GIVEN EXERCISE:
Lines before the one containing "the tree trunk" are excluded; reproduce that line and all lines after it in the entries below, exactly.

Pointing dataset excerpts
——————
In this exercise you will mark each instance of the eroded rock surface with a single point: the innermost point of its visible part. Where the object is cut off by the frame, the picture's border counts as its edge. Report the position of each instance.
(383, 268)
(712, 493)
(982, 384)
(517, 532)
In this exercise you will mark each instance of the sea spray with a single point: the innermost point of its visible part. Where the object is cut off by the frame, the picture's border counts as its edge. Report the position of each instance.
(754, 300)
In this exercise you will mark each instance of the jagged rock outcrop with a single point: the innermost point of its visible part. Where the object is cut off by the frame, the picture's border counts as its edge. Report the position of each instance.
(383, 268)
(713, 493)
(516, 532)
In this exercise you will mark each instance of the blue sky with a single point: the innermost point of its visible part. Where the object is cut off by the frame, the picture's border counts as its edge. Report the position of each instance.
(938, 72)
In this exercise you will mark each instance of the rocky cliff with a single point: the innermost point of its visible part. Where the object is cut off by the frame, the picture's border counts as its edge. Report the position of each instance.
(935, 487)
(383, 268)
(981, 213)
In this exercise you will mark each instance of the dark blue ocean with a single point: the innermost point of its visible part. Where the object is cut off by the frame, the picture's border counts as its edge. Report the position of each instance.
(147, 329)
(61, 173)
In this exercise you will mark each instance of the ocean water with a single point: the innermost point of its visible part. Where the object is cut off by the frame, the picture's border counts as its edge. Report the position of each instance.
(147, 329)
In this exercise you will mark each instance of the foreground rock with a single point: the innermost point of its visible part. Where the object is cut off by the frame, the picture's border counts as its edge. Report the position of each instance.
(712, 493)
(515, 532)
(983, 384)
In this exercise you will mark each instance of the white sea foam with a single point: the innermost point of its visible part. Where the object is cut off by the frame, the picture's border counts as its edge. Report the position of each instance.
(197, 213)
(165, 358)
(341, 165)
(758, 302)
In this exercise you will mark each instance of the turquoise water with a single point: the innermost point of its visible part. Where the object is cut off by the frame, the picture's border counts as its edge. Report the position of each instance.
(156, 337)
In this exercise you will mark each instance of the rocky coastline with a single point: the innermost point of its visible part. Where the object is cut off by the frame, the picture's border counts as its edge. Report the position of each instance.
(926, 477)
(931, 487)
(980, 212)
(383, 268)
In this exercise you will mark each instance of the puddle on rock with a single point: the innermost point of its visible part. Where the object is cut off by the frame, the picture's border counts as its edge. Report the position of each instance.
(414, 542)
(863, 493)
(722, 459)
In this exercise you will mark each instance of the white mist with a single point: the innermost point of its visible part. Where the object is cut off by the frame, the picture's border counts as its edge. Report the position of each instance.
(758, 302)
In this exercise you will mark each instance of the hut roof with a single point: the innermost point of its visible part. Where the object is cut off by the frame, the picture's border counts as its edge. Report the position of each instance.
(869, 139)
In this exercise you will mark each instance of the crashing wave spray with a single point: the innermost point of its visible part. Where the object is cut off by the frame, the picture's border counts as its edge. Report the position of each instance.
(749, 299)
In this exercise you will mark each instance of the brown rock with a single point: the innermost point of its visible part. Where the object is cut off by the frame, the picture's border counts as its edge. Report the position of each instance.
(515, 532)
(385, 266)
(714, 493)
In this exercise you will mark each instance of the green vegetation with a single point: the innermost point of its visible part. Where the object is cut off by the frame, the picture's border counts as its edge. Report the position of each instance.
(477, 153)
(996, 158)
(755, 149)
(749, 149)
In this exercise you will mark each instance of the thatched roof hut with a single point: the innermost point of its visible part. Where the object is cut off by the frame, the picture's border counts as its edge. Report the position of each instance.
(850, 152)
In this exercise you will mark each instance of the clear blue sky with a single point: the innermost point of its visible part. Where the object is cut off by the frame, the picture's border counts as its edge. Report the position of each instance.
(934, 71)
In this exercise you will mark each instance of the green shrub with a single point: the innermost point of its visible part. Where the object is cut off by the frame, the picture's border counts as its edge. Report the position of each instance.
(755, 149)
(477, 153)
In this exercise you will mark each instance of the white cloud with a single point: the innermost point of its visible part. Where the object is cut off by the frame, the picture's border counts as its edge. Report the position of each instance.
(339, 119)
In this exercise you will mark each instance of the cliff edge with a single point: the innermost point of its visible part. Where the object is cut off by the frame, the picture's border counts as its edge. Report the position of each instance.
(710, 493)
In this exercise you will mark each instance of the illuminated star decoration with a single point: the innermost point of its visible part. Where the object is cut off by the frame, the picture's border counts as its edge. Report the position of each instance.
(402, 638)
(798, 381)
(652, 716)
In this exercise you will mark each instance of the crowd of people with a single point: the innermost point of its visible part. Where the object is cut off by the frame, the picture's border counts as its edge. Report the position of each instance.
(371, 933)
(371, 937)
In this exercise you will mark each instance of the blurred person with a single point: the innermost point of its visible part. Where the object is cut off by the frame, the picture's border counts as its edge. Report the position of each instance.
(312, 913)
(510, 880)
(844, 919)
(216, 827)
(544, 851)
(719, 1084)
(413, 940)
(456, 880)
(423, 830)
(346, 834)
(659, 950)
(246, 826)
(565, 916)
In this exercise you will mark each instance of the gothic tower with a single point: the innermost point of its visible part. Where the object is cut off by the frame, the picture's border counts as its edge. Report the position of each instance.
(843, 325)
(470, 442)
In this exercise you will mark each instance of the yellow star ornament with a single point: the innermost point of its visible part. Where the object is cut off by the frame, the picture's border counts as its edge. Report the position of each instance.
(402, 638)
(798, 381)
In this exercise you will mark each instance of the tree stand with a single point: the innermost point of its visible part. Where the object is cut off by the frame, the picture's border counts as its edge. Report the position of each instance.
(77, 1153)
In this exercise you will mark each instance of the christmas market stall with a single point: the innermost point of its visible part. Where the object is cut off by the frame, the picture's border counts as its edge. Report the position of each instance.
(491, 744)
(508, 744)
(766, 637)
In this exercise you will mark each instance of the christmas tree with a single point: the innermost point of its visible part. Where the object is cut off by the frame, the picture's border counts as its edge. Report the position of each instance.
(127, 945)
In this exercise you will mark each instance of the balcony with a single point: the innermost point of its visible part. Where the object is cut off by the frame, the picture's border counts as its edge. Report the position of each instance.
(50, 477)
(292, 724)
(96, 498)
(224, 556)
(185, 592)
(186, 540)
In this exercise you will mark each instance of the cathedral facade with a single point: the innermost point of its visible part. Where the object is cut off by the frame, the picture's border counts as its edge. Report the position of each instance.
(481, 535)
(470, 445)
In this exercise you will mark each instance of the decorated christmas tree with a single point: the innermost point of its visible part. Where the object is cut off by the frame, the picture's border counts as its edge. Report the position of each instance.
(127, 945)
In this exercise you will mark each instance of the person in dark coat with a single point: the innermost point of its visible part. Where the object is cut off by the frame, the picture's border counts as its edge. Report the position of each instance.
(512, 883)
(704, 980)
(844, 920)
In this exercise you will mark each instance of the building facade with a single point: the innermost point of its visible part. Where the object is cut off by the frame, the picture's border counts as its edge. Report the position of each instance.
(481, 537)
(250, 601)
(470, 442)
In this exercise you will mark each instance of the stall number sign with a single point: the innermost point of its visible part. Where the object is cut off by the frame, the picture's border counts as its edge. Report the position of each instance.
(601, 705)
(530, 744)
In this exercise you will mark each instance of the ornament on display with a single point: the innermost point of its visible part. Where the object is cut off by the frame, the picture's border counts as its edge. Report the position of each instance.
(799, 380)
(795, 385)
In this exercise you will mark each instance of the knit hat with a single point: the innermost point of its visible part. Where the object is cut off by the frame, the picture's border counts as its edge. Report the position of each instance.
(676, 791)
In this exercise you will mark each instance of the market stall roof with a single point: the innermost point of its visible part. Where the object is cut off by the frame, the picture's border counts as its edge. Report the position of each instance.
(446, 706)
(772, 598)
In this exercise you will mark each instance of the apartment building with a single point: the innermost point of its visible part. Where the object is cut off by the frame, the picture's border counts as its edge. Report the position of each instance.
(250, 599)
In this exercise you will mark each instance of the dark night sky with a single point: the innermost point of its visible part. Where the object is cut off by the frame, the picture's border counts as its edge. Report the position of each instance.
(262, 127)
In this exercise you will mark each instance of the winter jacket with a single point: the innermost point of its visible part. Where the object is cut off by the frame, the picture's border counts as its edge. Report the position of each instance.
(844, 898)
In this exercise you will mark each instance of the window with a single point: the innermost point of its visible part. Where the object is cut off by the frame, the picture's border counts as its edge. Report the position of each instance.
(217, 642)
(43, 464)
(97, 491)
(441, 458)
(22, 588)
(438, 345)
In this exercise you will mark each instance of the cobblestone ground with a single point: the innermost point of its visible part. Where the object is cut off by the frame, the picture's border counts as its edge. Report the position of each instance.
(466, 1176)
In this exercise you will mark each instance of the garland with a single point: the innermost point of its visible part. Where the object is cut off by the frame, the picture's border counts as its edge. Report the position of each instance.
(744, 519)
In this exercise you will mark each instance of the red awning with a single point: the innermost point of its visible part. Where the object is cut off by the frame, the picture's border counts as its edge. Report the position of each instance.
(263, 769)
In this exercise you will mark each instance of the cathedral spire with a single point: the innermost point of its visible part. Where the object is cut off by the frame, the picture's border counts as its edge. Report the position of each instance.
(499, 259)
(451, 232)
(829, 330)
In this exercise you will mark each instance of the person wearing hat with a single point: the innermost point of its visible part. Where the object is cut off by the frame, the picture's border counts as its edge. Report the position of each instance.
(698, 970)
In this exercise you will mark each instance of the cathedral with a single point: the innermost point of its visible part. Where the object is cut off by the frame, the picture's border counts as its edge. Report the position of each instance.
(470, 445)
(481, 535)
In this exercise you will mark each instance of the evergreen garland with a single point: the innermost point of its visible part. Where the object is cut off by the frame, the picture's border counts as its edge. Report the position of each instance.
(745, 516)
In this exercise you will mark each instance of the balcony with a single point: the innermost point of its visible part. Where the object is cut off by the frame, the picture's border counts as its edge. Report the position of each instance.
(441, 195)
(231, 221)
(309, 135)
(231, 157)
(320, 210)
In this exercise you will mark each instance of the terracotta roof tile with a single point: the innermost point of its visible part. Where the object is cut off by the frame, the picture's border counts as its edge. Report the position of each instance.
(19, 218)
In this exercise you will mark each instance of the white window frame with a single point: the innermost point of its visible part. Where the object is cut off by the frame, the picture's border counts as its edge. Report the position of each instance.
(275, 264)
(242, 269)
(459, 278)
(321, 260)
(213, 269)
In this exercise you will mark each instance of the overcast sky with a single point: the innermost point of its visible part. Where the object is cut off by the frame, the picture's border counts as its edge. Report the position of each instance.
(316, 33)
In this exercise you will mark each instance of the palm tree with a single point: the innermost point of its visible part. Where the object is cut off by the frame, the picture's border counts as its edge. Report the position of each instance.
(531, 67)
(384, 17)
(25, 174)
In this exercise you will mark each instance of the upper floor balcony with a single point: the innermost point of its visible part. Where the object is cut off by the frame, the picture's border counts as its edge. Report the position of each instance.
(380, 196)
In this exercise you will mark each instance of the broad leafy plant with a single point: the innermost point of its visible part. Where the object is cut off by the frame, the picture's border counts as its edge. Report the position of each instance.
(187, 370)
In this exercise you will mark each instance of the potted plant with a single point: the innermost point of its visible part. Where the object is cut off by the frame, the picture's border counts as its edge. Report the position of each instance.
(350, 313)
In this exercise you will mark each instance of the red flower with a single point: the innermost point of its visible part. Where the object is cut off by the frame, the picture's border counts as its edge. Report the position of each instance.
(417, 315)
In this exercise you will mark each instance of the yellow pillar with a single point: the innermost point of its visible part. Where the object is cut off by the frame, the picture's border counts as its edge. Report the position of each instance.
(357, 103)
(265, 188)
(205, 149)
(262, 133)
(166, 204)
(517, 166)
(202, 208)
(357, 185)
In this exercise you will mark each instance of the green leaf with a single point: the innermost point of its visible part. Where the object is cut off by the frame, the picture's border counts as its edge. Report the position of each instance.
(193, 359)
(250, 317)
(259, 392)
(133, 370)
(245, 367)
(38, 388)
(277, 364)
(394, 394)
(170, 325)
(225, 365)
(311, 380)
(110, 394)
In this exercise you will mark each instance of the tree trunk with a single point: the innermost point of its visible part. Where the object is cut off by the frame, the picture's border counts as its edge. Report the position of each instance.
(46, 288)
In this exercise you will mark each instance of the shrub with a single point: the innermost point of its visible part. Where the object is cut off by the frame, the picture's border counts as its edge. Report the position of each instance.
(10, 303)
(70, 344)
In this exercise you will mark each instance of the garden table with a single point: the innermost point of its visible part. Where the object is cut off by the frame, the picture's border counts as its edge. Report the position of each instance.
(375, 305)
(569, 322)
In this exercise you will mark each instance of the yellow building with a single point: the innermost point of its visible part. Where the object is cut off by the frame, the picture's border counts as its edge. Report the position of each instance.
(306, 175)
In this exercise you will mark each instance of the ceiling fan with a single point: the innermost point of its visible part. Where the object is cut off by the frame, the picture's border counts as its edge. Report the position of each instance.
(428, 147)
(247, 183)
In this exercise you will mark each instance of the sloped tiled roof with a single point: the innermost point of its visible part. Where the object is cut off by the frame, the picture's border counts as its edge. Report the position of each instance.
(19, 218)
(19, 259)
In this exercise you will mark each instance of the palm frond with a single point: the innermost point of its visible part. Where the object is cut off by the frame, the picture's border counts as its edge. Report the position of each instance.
——————
EXERCISE OUTPUT:
In this exercise you will mark each instance of the tree trunk with a single point: the innermost point of its visible part. Where the object is cut off by the frame, the picture's border counts as its edge. Report the position of each instance.
(46, 288)
In this exercise you will mark each instance of the shrub with a single point: the innermost point of its visible part. Where the object is cut off by the frame, the picture's border counts as its edge. Report the position of each instance.
(10, 303)
(70, 344)
In this exercise you will mark each instance of the garden table with a single point: the innermost point of its visible part. Where the object is cut off by the frame, the picture's border counts as its edge. Report the position of each instance.
(375, 305)
(569, 322)
In this exercise you will mark each instance of the yellow building with a single point: the innermost point of its visible part. Where the object is cut off by the frame, the picture's border counts as its edge. Report the position of each instance.
(306, 175)
In this exercise you will mark each instance of the ceiling fan with a single point: the innermost point of its visible part. Where the object is cut off by the frame, the picture's border counts as its edge. Report the position of each instance.
(428, 147)
(247, 183)
In this exercise you will mark each instance of the sloped tiled roof with a single point: the innermost point of its visible part. Where the object is cut off by the frame, the picture's border counts as its edge. Report the position of each instance.
(19, 218)
(19, 259)
In this exercise you will mark each instance of the palm frond with a single point: the innermost point of its visible part. Where the object is cut off by the frame, the picture's border counts as its edge. Report the position of each instance.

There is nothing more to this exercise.